-------- Passage --------

I grew up with the story of how much I looked like my father hanging over my head.  When my father’s dad beheld me for the first time, he looked over at my mother and jokingly asked, “Did you have anything to do with this?”  Learning to live with the sense of humor that made my father’s family notorious in two states, my mom answered, “I don’t know.  I had her c-section.  It could be his mistress’s down the hall.”  And I grew up leaning towards my father because I understood him.

In college, where people met me before my parents, they always would tell me how much I looked like my mother.  I was slowly getting rid of the childish resentment of how “cool” my mom was and how all my friends “loved” her.  People in college would say, “Wow.  You look just like your mom.  She’s so cool.  That’s where you get it.”  While I started liking her, I was shocked to here her say, “We’re friends now.”  I gave her a look of disbelief as she still gave me chores, a curfew, and her nagging.  She looked at my face, and said, “Well, maybe not just yet.”

-------- Dataset records --------

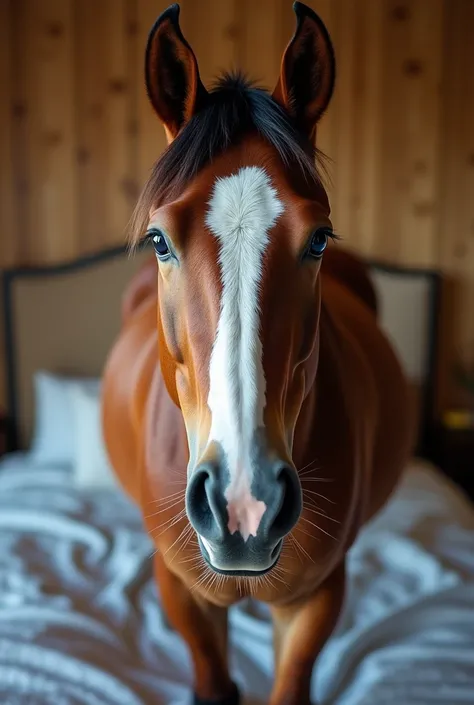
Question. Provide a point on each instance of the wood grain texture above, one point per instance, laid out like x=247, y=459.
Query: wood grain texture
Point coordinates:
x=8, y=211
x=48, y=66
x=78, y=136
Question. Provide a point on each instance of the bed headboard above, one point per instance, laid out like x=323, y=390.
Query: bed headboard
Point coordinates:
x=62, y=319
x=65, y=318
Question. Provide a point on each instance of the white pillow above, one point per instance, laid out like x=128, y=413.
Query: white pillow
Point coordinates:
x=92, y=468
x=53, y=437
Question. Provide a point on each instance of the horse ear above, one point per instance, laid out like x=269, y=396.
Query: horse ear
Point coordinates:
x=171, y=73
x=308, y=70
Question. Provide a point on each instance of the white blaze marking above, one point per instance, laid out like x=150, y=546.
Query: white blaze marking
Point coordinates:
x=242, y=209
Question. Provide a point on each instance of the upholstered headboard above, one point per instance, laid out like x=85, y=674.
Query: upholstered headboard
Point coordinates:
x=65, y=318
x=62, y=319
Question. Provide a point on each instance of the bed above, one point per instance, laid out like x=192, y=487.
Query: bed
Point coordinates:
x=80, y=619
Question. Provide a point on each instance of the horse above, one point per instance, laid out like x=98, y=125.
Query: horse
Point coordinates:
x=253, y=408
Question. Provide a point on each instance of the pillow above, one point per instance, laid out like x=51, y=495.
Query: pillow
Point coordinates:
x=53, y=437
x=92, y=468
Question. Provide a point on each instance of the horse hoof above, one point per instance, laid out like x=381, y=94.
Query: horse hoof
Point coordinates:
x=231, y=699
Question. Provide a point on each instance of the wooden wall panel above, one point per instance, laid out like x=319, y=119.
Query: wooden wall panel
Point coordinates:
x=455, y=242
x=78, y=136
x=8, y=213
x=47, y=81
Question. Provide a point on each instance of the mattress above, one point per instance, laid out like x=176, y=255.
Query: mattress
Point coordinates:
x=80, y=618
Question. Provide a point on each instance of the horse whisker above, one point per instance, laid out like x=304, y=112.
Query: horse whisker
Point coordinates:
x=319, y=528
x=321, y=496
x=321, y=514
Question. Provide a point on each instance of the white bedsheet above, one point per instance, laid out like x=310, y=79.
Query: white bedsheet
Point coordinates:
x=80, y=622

--------
-------- Dataset records --------

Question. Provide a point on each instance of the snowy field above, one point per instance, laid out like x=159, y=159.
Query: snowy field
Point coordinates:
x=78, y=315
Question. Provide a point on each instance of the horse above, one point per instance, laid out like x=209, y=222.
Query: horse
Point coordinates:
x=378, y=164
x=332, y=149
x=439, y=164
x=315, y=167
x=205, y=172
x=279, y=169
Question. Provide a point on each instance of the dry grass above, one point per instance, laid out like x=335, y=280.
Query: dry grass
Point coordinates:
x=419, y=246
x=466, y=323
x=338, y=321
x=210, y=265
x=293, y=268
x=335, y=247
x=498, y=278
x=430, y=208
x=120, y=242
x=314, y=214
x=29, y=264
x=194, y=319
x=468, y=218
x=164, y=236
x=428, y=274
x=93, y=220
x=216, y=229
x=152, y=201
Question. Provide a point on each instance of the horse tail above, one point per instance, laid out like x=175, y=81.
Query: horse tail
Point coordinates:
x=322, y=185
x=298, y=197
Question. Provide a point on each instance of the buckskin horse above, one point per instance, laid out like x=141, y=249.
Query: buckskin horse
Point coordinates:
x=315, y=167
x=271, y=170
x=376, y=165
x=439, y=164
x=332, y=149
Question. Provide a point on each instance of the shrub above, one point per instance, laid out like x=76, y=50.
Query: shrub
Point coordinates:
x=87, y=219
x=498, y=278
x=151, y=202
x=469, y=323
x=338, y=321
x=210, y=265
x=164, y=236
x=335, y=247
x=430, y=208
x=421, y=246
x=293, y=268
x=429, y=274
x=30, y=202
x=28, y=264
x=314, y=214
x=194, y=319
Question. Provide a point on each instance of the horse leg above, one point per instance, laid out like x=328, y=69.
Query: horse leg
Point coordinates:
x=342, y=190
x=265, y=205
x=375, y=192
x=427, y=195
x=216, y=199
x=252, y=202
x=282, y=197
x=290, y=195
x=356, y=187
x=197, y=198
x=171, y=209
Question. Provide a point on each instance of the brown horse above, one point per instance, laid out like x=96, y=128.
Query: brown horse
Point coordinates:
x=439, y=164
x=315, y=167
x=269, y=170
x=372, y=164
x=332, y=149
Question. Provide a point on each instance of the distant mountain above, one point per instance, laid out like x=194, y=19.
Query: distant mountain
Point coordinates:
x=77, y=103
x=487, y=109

--------
-------- Dataset records --------

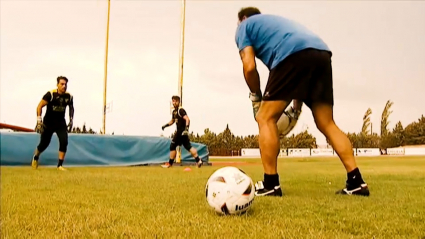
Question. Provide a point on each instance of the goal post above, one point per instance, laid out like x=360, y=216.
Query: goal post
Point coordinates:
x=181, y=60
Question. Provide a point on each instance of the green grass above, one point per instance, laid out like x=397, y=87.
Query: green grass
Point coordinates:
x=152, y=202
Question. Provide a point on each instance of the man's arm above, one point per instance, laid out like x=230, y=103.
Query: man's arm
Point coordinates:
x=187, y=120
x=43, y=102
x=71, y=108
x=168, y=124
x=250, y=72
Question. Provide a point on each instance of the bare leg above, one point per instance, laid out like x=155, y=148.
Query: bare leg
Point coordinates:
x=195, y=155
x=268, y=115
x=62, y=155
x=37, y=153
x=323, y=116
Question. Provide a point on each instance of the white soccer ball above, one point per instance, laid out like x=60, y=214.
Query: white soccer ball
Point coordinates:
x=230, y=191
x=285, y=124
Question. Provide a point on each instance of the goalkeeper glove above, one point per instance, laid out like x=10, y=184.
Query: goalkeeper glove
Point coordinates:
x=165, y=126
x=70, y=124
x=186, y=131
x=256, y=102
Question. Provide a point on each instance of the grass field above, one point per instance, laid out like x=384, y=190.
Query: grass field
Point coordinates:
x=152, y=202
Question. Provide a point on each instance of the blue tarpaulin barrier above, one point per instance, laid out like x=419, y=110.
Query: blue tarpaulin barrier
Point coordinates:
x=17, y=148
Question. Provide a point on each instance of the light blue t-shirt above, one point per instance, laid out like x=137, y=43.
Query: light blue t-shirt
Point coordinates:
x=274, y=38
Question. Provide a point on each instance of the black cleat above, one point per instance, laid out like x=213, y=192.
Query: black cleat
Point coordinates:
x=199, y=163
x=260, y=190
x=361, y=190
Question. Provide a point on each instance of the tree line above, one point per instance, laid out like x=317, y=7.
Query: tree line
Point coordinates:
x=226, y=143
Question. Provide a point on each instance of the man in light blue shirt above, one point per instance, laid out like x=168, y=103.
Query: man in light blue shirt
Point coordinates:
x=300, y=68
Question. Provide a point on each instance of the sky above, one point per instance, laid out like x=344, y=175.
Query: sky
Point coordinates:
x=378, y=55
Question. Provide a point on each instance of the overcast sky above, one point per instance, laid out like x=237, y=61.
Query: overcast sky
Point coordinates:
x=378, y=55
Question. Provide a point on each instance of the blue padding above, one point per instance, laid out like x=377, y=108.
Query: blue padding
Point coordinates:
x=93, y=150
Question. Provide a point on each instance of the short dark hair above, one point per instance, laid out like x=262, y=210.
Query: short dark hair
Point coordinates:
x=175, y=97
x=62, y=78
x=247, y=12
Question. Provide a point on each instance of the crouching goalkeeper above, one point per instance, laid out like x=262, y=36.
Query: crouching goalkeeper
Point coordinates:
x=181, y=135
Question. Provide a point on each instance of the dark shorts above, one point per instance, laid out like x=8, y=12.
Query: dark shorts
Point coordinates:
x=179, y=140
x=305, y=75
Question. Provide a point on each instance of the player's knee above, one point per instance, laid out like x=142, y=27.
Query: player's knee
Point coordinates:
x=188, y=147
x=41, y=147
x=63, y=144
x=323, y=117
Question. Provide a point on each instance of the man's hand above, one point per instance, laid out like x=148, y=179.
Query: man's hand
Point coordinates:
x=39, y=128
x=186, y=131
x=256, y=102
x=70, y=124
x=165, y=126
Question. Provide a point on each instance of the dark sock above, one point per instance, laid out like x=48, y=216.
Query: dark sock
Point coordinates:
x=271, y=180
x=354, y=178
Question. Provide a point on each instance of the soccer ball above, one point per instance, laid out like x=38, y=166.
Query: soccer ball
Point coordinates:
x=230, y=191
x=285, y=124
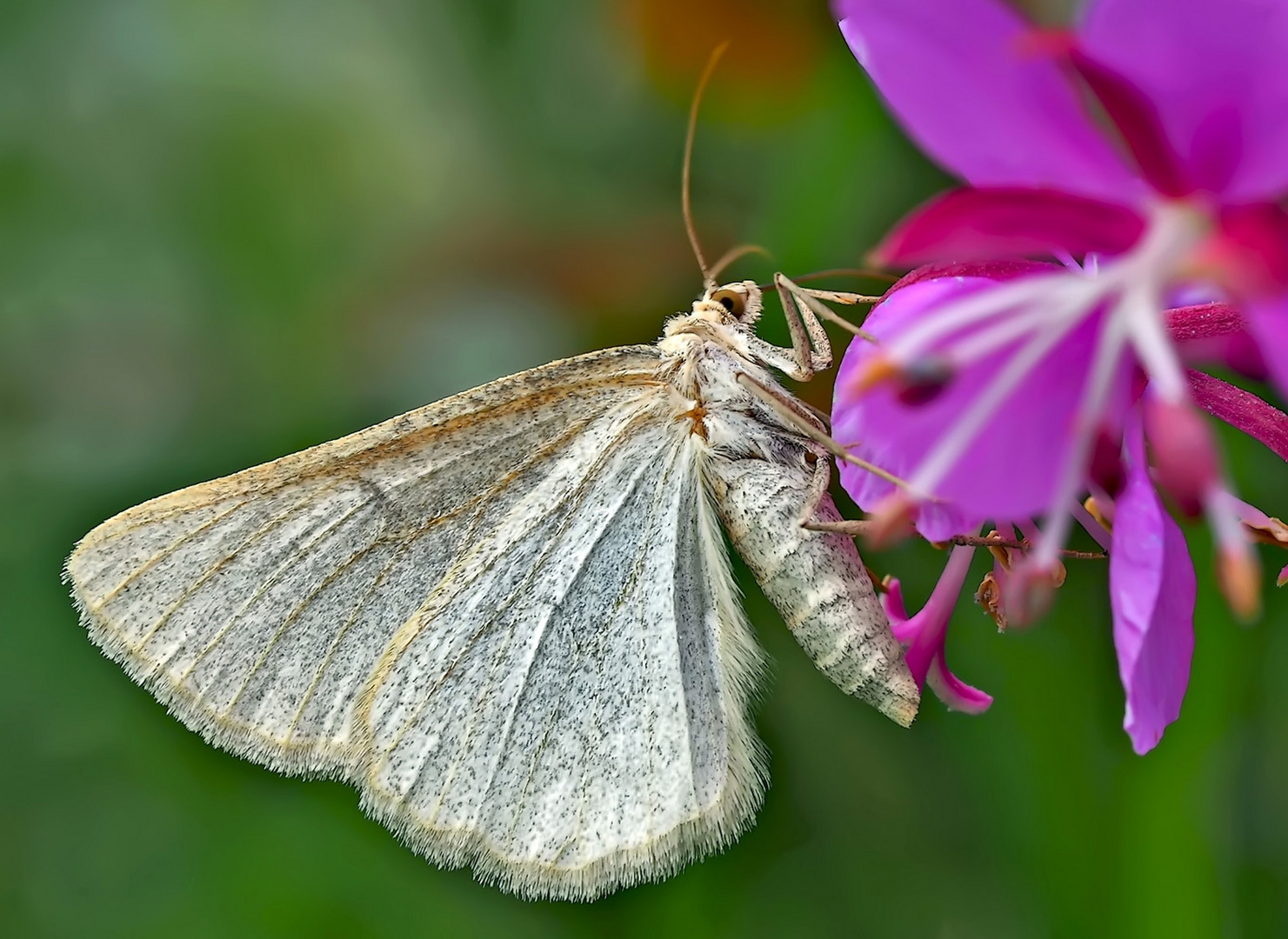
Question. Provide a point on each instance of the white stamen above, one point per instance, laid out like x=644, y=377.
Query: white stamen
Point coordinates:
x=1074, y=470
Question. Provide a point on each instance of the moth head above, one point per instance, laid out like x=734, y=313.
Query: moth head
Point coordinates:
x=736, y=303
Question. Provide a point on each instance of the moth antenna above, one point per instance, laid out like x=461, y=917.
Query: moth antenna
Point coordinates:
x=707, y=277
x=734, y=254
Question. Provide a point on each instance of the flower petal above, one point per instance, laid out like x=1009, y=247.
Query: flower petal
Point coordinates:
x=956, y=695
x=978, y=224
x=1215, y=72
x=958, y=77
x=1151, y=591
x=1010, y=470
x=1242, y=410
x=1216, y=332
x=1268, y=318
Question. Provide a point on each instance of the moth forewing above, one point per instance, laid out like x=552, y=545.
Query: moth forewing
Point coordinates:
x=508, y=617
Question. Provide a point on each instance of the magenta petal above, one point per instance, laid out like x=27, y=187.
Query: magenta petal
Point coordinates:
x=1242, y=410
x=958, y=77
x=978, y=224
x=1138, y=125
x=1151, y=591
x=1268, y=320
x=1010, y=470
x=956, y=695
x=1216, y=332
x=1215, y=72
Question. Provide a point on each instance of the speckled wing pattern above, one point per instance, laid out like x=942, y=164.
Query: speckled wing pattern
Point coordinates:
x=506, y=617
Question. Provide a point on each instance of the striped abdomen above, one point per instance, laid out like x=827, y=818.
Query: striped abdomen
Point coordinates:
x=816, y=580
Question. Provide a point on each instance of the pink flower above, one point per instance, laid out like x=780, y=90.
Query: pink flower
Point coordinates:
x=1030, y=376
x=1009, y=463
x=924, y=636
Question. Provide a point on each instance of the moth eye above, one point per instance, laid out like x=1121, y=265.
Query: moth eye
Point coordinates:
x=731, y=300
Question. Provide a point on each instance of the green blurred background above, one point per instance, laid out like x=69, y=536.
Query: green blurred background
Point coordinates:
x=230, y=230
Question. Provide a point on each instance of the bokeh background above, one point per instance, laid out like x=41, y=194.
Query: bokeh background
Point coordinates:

--------

# [Written task 1]
Count the lines in the records that contain the string "blaze", treating uppercase and lowercase as different, and reply with only the number.
# [Written task 2]
Go on with the passage about family resemblance, starting right after its last sentence.
The passage about family resemblance and the records have no connection to each other.

# [Answer 1]
2

# [Answer 2]
Then I grew up some more.  I broke my heart; I fell in love again; I graduated; I faced the realities of life; and then I got pregnant.  I started calling two or three times a week.  Then when Evan was born, she stayed with me for three weeks, calming me when I couldn’t bring him home right away, holding me when I cried my baby blues, helping me with the new baby I was so terrified to ruin.  I remember crying as my parents drove away, leaving me with a three-week baby, crying like I cried when they drove away leaving me alone at college for the first time.

My mom confided in me a story that she hadn’t told anyone, when I was pregnant with Evan, believing I would have a little girl like my mother who willed a daughter over the protest that the eldest boy always had a son first in my father’s family.

The night of my birth, my mom held me, all alone as my dad had gone in search of food.  She looked down at the baby girl she had dreamed of for so many months, so many months before with the trying that seemed to take forever.  She started to cry.  As my mom sobbed, her heart was torn, forcing her thoughts out of her mouth.  “She’s going to hate me one day.”

No, Mom.  I never hated you, even when I was an angry, hurt teenager.  But I’m glad that we are finally friends.

 

Even though that means I know a little too much about Dad and your . . . um, personal life.

Happy Mother’s Day to all you wonderful moms!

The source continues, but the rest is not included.